_Your task_: Return only this: the line with "Practice. Put a pin on the foam" and all the lines that follow it below, through the final one, exactly as they are.

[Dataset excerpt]
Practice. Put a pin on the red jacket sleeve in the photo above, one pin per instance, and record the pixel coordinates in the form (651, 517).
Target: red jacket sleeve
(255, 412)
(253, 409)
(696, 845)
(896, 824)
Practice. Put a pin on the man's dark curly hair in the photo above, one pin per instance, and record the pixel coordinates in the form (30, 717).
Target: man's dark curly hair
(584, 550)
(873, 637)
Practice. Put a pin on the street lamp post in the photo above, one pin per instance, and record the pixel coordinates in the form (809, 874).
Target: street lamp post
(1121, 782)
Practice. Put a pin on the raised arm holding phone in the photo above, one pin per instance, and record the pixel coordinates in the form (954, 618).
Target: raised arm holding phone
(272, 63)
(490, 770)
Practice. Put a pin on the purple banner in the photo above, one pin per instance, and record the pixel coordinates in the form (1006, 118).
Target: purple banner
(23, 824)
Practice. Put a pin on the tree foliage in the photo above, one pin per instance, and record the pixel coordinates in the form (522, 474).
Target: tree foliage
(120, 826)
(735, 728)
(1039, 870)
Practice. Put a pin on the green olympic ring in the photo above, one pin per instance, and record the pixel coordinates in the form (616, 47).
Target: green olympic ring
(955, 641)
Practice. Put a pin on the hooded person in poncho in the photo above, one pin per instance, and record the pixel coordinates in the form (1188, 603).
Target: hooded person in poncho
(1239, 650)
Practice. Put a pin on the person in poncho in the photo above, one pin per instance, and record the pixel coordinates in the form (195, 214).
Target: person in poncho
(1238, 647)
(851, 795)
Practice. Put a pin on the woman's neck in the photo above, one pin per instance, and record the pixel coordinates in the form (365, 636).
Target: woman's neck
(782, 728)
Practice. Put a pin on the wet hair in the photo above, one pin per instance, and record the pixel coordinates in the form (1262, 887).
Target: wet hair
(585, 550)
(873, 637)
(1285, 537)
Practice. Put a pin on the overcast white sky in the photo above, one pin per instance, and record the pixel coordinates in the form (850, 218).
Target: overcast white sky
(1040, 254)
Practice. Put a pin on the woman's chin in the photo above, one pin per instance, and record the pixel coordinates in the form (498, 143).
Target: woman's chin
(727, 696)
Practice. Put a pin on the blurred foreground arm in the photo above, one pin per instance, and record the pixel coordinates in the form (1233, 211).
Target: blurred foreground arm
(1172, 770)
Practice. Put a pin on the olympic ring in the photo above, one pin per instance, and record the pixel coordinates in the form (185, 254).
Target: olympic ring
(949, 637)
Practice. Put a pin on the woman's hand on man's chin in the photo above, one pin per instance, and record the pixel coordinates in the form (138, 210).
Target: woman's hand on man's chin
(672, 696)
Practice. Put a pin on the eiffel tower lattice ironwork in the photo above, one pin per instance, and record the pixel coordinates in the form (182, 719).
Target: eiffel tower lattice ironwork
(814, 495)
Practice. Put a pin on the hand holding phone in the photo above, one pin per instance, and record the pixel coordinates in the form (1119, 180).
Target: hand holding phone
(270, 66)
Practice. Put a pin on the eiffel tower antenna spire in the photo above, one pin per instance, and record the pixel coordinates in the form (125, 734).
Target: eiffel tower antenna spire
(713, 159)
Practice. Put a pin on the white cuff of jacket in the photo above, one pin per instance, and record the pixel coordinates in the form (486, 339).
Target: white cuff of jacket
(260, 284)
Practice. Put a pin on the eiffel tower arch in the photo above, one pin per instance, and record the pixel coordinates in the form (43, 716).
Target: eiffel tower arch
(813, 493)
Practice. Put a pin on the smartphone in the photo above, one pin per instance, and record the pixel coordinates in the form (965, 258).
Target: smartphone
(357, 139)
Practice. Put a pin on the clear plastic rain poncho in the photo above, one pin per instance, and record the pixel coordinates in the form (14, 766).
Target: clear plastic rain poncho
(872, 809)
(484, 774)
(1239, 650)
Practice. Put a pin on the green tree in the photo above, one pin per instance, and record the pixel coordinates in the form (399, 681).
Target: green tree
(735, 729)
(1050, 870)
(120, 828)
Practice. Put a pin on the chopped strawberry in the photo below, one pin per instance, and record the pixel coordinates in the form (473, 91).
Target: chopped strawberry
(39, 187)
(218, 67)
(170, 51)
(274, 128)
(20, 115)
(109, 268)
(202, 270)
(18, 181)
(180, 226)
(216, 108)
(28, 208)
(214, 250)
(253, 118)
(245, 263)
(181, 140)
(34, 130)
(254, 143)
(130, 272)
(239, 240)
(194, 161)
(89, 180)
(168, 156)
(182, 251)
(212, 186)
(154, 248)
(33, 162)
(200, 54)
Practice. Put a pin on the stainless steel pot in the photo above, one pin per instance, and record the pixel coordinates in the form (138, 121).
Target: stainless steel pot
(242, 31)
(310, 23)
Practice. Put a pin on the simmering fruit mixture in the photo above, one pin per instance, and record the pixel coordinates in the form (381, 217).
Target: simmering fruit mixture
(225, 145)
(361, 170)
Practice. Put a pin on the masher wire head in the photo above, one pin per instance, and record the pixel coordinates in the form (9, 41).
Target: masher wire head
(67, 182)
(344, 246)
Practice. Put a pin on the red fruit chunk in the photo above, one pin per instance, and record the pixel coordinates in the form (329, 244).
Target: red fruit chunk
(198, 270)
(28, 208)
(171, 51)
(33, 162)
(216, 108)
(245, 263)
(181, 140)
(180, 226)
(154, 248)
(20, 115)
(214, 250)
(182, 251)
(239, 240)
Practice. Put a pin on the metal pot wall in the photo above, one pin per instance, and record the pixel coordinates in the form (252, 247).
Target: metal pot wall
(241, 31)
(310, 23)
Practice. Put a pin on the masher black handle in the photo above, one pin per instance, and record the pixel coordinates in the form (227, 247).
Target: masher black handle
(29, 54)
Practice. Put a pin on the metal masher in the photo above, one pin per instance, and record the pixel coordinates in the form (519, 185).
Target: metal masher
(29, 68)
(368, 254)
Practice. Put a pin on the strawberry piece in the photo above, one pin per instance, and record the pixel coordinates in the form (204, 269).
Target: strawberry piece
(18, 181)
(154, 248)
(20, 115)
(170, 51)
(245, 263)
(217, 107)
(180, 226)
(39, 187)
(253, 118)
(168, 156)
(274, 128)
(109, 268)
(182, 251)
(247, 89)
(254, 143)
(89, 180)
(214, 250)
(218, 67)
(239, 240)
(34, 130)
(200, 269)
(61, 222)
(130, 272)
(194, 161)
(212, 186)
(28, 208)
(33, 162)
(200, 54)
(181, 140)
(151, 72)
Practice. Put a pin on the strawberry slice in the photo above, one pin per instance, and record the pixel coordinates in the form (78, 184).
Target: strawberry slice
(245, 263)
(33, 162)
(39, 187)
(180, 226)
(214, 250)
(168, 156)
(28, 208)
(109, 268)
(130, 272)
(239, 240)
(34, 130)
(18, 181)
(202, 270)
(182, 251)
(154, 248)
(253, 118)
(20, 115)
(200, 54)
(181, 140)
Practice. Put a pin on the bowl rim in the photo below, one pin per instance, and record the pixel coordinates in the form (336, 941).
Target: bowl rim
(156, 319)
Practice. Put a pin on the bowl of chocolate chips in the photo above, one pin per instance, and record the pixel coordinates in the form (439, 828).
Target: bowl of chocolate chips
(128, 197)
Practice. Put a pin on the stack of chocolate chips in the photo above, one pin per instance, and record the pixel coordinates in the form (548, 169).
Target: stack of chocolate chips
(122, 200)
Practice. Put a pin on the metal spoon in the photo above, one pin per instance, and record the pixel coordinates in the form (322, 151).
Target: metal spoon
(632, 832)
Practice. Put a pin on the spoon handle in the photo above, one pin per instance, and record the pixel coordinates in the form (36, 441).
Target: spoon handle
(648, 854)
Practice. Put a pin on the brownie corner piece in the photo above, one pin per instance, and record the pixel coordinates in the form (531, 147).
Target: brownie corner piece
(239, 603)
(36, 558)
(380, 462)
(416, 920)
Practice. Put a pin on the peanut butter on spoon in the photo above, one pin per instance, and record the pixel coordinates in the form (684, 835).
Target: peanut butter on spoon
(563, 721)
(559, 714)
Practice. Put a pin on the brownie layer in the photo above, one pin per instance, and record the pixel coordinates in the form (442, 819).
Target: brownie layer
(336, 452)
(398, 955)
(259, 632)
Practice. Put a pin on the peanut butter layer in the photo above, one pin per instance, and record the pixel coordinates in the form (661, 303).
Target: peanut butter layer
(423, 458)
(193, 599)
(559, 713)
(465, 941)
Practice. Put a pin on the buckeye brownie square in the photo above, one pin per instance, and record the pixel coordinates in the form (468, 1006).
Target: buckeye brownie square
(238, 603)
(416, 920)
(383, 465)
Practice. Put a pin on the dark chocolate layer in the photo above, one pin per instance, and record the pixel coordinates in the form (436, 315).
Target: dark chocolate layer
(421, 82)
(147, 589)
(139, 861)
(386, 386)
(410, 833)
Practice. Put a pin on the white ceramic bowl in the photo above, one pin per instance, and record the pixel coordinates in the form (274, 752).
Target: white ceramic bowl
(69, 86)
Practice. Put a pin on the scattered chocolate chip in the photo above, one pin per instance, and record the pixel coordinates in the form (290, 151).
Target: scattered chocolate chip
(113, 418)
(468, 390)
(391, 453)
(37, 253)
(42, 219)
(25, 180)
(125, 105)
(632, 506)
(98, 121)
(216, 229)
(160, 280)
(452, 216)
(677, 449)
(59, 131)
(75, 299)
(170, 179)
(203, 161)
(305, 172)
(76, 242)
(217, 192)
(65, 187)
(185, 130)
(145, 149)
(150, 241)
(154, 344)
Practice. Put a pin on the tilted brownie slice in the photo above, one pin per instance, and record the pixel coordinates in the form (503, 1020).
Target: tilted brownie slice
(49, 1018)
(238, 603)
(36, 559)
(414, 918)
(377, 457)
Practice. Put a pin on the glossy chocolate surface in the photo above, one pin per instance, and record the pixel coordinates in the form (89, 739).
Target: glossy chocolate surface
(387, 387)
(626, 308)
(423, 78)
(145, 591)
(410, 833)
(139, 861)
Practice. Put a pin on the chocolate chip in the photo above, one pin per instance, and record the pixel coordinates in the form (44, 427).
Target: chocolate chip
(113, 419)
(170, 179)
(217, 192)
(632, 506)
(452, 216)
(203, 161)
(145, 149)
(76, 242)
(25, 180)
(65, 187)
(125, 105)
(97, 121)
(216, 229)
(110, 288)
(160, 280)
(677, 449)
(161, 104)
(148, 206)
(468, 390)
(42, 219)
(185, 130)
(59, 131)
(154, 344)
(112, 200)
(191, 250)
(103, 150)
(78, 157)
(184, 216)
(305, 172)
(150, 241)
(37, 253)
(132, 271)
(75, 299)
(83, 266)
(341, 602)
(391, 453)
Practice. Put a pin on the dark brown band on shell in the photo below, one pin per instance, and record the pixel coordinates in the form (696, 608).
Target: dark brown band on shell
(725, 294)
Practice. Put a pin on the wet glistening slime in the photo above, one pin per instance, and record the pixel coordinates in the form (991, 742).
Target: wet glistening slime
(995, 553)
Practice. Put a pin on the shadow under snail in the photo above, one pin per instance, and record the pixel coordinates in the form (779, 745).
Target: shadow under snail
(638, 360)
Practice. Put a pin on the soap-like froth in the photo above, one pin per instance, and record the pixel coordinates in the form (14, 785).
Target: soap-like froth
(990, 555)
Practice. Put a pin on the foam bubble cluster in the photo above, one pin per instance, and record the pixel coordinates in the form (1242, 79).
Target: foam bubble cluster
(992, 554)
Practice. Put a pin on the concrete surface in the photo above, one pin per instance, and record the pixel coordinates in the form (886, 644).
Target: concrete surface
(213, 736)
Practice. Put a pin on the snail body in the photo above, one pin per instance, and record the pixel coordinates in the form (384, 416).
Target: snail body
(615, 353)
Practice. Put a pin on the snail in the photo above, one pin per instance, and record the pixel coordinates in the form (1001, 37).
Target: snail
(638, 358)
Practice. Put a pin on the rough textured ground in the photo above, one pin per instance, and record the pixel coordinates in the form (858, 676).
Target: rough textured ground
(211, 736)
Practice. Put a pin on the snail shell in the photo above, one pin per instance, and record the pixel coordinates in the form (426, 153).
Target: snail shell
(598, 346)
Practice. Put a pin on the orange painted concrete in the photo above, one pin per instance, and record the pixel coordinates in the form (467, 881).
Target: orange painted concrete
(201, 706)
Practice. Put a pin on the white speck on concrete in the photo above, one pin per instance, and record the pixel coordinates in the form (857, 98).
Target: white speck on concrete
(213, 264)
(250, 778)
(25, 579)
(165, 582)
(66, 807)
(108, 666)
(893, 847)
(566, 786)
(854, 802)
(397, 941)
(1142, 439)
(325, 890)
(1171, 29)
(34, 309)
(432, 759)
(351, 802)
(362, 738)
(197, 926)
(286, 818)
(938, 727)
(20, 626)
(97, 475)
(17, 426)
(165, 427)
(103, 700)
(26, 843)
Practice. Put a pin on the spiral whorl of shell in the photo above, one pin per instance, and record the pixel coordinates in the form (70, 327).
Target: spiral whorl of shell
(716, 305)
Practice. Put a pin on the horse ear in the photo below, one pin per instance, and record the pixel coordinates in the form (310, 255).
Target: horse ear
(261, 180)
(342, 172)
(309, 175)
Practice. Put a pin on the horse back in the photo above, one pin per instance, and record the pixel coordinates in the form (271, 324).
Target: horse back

_Complete output_:
Practice. Put a pin on the foam bubble cluster in the photo above, one pin per instance, and record the pixel coordinates in the form (1242, 79).
Target: foam bubble cluster
(992, 554)
Practice. Put a pin on the concrete surface in the photo above, one pin per instance, and record the pixel coordinates in the form (886, 644).
Target: concrete surface
(213, 736)
Practice. Put a pin on the snail body in the photo above, one pin per instance, and record the pixel coordinates in the form (384, 416).
Target: snail body
(615, 353)
Practice. Put a pin on the snail in the photo above, one pin per instance, and record the pixel coordinates in the form (1001, 37).
Target: snail
(638, 358)
Practice. Put a pin on the rough textured ground in the photo above, one pin per instance, and record the pixel coordinates in the form (858, 676).
Target: rough textured ground
(211, 736)
Practice. Put a pin on the snail shell in the photo above, one pin per instance, and record the pixel coordinates in the form (426, 153).
Target: snail shell
(598, 346)
Practice. Put a pin on the orange painted concrete in the photo above, one pin per instance, and record the pixel coordinates in the form (467, 881).
Target: orange painted concrete
(201, 706)
Practice. Put a pin on the white speck on concrete in the photo above, one pin per instance, and record the pixel coordinates in the form (857, 98).
Target: white speck on concrete
(213, 264)
(250, 778)
(25, 579)
(165, 582)
(66, 807)
(108, 666)
(893, 847)
(566, 786)
(854, 802)
(397, 941)
(1142, 439)
(325, 890)
(1171, 29)
(34, 309)
(432, 759)
(351, 802)
(362, 738)
(197, 926)
(286, 818)
(938, 727)
(20, 626)
(97, 475)
(17, 426)
(165, 427)
(103, 700)
(26, 843)
Practice. Put a pin on the spiral whorl of shell in the photo above, one pin per instance, and record the pixel coordinates in the form (70, 327).
Target: spiral whorl of shell
(716, 305)
Practice. Put a pin on the horse ear in the photo below, one pin per instance, and record the pixel coordinates in the form (310, 255).
Target: horse ear
(261, 180)
(342, 172)
(309, 175)
Practice. Put a pin on the horse back in the photo above, one pin per instance, and record the pixel coordinates in the form (271, 324).
Target: horse back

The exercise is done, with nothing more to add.